Exercise goal:
Output all of the entries below precisely as written.

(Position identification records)
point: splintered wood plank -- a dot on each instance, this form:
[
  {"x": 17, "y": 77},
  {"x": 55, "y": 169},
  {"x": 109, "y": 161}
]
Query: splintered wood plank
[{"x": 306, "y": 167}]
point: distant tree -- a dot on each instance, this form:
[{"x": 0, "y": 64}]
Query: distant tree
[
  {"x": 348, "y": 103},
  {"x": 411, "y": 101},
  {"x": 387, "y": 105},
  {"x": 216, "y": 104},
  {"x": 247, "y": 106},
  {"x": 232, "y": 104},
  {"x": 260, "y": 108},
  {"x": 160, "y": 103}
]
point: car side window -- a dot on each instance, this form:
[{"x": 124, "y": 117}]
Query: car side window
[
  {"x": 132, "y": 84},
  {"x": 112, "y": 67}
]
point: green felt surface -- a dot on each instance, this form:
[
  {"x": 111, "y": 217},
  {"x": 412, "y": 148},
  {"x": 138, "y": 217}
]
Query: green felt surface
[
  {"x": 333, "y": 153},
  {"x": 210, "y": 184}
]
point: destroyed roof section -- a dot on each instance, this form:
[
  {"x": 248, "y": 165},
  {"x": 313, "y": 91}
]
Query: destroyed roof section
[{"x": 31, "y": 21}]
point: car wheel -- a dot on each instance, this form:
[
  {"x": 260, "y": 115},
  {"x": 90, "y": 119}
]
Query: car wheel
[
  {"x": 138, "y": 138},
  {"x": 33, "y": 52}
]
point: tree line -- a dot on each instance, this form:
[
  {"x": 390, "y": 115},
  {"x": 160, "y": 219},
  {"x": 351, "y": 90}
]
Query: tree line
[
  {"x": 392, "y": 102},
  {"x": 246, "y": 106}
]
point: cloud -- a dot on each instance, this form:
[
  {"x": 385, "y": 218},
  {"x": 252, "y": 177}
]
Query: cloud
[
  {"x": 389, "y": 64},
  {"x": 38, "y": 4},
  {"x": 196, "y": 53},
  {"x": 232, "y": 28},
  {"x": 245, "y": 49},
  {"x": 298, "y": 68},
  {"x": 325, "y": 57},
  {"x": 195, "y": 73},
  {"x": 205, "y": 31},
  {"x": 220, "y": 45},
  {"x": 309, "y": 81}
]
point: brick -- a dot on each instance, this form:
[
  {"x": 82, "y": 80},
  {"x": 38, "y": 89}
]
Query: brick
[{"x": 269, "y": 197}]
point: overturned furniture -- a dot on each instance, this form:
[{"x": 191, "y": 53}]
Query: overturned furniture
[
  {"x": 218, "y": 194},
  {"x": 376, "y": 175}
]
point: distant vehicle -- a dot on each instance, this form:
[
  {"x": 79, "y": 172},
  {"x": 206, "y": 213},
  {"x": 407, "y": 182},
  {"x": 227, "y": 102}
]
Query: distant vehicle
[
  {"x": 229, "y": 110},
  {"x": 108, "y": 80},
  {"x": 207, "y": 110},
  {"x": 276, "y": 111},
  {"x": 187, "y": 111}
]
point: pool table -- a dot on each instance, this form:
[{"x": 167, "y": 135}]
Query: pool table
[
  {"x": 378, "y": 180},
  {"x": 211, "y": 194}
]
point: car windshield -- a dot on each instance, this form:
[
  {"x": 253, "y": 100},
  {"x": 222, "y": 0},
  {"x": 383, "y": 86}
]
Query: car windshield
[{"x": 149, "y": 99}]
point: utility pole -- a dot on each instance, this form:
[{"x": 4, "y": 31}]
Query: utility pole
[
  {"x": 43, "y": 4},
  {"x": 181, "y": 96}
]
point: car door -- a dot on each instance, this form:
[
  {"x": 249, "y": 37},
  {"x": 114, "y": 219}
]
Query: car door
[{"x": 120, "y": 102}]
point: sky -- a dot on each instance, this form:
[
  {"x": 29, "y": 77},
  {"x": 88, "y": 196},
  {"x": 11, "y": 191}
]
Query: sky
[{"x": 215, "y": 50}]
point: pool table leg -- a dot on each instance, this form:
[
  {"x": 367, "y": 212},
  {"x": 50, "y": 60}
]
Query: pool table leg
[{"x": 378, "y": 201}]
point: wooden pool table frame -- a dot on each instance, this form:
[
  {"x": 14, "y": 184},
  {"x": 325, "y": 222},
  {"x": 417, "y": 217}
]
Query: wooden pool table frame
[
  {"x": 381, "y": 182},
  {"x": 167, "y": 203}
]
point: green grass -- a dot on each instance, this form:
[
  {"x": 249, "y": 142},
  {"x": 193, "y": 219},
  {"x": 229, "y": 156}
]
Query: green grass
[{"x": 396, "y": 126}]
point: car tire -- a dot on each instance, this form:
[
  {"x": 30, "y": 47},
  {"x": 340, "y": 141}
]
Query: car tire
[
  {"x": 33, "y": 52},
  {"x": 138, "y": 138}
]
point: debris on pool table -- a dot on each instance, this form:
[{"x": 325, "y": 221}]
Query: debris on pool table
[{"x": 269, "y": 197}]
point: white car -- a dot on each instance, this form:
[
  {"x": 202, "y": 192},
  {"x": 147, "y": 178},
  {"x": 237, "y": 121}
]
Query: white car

Result:
point: splintered wood plank -- a dot on each instance, this form:
[
  {"x": 17, "y": 77},
  {"x": 55, "y": 169},
  {"x": 109, "y": 161}
]
Query: splintered wood plank
[{"x": 306, "y": 167}]
point: distant tree -- a dot on each instance, this form:
[{"x": 0, "y": 64}]
Query: distant tree
[
  {"x": 348, "y": 103},
  {"x": 411, "y": 101},
  {"x": 387, "y": 105},
  {"x": 216, "y": 104},
  {"x": 247, "y": 106},
  {"x": 232, "y": 104},
  {"x": 260, "y": 108},
  {"x": 160, "y": 103}
]
point: car side window -- a dot on each instance, this form:
[{"x": 124, "y": 117}]
Query: car side window
[
  {"x": 132, "y": 84},
  {"x": 112, "y": 67}
]
point: green felt surface -- a dot on each instance, this form:
[
  {"x": 111, "y": 217},
  {"x": 412, "y": 148},
  {"x": 138, "y": 217}
]
Query: green felt surface
[
  {"x": 333, "y": 153},
  {"x": 210, "y": 184}
]
point: destroyed roof section -- a dot on each instance, this form:
[
  {"x": 248, "y": 165},
  {"x": 313, "y": 91}
]
Query: destroyed roof section
[{"x": 31, "y": 21}]
point: car wheel -- a dot on each instance, this form:
[
  {"x": 260, "y": 115},
  {"x": 90, "y": 119}
]
Query: car wheel
[
  {"x": 138, "y": 138},
  {"x": 33, "y": 52}
]
point: tree line -- a dot on each instance, this form:
[
  {"x": 390, "y": 115},
  {"x": 160, "y": 219},
  {"x": 351, "y": 90}
]
Query: tree line
[
  {"x": 392, "y": 102},
  {"x": 246, "y": 106}
]
point: cloud -- a dot on each instance, this form:
[
  {"x": 385, "y": 218},
  {"x": 252, "y": 177}
]
Query: cloud
[
  {"x": 389, "y": 64},
  {"x": 38, "y": 4},
  {"x": 196, "y": 53},
  {"x": 232, "y": 28},
  {"x": 245, "y": 49},
  {"x": 298, "y": 68},
  {"x": 325, "y": 57},
  {"x": 195, "y": 73},
  {"x": 205, "y": 31},
  {"x": 220, "y": 45},
  {"x": 309, "y": 81}
]
point: brick -- a dot on each instance, this form:
[
  {"x": 82, "y": 80},
  {"x": 38, "y": 89}
]
Query: brick
[{"x": 269, "y": 197}]
point: overturned furniture -- a dot on each instance, this form:
[{"x": 191, "y": 53}]
Query: overturned furniture
[
  {"x": 218, "y": 194},
  {"x": 376, "y": 175}
]
point: distant vehicle -- a dot on each instance, this form:
[
  {"x": 79, "y": 172},
  {"x": 206, "y": 213},
  {"x": 407, "y": 182},
  {"x": 227, "y": 102}
]
Query: distant vehicle
[
  {"x": 229, "y": 110},
  {"x": 108, "y": 80},
  {"x": 207, "y": 110},
  {"x": 276, "y": 111},
  {"x": 187, "y": 111}
]
point: pool table -- a dot on each instance, this form:
[{"x": 167, "y": 135}]
Query: pool table
[
  {"x": 378, "y": 180},
  {"x": 211, "y": 194}
]
point: car windshield -- a dot on each instance, this form:
[
  {"x": 253, "y": 100},
  {"x": 222, "y": 0},
  {"x": 383, "y": 86}
]
Query: car windshield
[{"x": 149, "y": 99}]
point: utility pole -- a dot on each instance, this form:
[{"x": 4, "y": 31}]
Query: utility pole
[
  {"x": 43, "y": 4},
  {"x": 181, "y": 96}
]
point: car door -- a dot on each instance, this form:
[
  {"x": 249, "y": 37},
  {"x": 114, "y": 219}
]
Query: car door
[{"x": 120, "y": 102}]
point: sky -- a dot on each instance, this form:
[
  {"x": 29, "y": 77},
  {"x": 88, "y": 196},
  {"x": 11, "y": 191}
]
Query: sky
[{"x": 215, "y": 50}]
point: pool table leg -- a dot on each instance, this form:
[
  {"x": 367, "y": 212},
  {"x": 50, "y": 60}
]
Query: pool table leg
[{"x": 378, "y": 201}]
point: wooden pool table frame -- a dot on each instance, this form:
[
  {"x": 14, "y": 184},
  {"x": 325, "y": 222},
  {"x": 417, "y": 217}
]
Query: wooden pool table frame
[
  {"x": 381, "y": 182},
  {"x": 167, "y": 203}
]
point: green grass -- a dot on each instance, this form:
[
  {"x": 249, "y": 142},
  {"x": 193, "y": 219},
  {"x": 229, "y": 156}
]
Query: green grass
[{"x": 396, "y": 126}]
point: car tire -- a dot on each instance, this form:
[
  {"x": 30, "y": 47},
  {"x": 340, "y": 141}
]
Query: car tire
[
  {"x": 33, "y": 52},
  {"x": 138, "y": 138}
]
point: debris on pool table -- a dot on each instance, this form:
[{"x": 325, "y": 221}]
Query: debris on pool table
[{"x": 269, "y": 197}]
point: white car -- a dot on each instance, this form:
[
  {"x": 202, "y": 192},
  {"x": 147, "y": 178},
  {"x": 237, "y": 121}
]
Query: white car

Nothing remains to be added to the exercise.